SELECTED EXTRACT:
Denial, anger, bargaining, depression, acceptance.
So annealed into pop culture are the five stages of grief—introduced in the 1960s by Swiss-born psychiatrist Elisabeth Kübler-Ross based on her studies of the emotional state of dying patients—that they are regularly referenced without explication. There appears to be no evidence, however, that most people most of the time go through most of the stages in this or any other order. According to Russell P. Friedman, executive director of the Grief Recovery Institute in Sherman Oaks, Calif., and co-author, with John W. James, of The Grief Recovery Handbook (HarperCollins, 1998), “no study has ever established that stages of grief actually exist, and what are defined as such can’t be called stages. Grief is the normal and natural emotional response to loss…. No matter how much people want to create simple, bullet-point guidelines for the human emotions of grief, there are no stages of grief that fit any two people or relationships.”
Friedman’s assessment comes from daily encounters with people experiencing grief in his practice. University of Memphis psychologist Robert A. Neimeyer confirms this analysis. He concluded in his scholarly book Meaning Reconstruction and the Experience of Loss (American Psychological Association, 2001): “At the most obvious level, scientific studies have failed to support any discernible sequence of emotional phases of adaptation to loss or to identify any clear end point to grieving that would designate a state of ‘recovery.’”
Nevertheless, the urge to compress the complexities of life into neat and tidy stages is irresistible. Psychoanalyst Sigmund Freud insisted that we moved through five stages of psychosexual development: oral, anal, phallic, latency and genital. Developmental psychologist Erik H. Erikson countered with eight stages: trust vs. mistrust (infant); autonomy vs. doubt (toddler); initiative vs. guilt (preschooler); industry vs. inferiority (school-age period); identity vs. role confusion (adolescent); intimacy vs. isolation (young adult); generativity vs. stagnation (middle age); and integrity vs. despair (older adult). Harvard University psychologist Lawrence Kohlberg postulated that our moral development progresses through six stages: parental punishment, selfish hedonism, peer pressure, law and order, social contract and principled conscience.

EXERCISE DATA:
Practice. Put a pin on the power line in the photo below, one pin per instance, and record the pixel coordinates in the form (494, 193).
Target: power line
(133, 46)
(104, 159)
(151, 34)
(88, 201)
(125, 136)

BRIEF:
Retype the passage on the stages of grief word for word, starting at "Nevertheless, the urge" and ending at "and principled conscience.".

RESPONSE AREA:
Nevertheless, the urge to compress the complexities of life into neat and tidy stages is irresistible. Psychoanalyst Sigmund Freud insisted that we moved through five stages of psychosexual development: oral, anal, phallic, latency and genital. Developmental psychologist Erik H. Erikson countered with eight stages: trust vs. mistrust (infant); autonomy vs. doubt (toddler); initiative vs. guilt (preschooler); industry vs. inferiority (school-age period); identity vs. role confusion (adolescent); intimacy vs. isolation (young adult); generativity vs. stagnation (middle age); and integrity vs. despair (older adult). Harvard University psychologist Lawrence Kohlberg postulated that our moral development progresses through six stages: parental punishment, selfish hedonism, peer pressure, law and order, social contract and principled conscience.